▸ WRITTEN INSTRUCTION
Write each record again exactly as it stands.

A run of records
+===+
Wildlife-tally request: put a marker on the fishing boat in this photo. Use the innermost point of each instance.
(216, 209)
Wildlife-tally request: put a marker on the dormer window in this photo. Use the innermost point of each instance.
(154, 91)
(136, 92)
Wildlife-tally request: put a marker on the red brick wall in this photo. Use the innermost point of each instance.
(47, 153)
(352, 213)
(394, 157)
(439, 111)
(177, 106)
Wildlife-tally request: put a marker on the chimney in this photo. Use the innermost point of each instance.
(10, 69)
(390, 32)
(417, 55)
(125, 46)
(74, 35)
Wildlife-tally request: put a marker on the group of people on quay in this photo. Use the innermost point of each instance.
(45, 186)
+===+
▸ WRITTEN SOLUTION
Wildlife-tally request: put a marker on the fishing boat in this photo. Use the innermost point of each instance.
(216, 209)
Wildlife-tally request: put a marker on the dormer window in this photo. Use the innermost point of each instance.
(154, 91)
(136, 92)
Wildlife-tally request: put a marker on the red brick wall in this photo. Use the innermost point of each instance.
(47, 153)
(352, 213)
(394, 157)
(439, 111)
(177, 106)
Wildlife-tally request: put a marker on the chimney in this photo. Use the innermost point of each instance.
(10, 69)
(390, 32)
(417, 55)
(125, 46)
(74, 35)
Wildlife-tally request: put a marker on the group of people on quay in this photo. Use the innermost point of each instance.
(45, 186)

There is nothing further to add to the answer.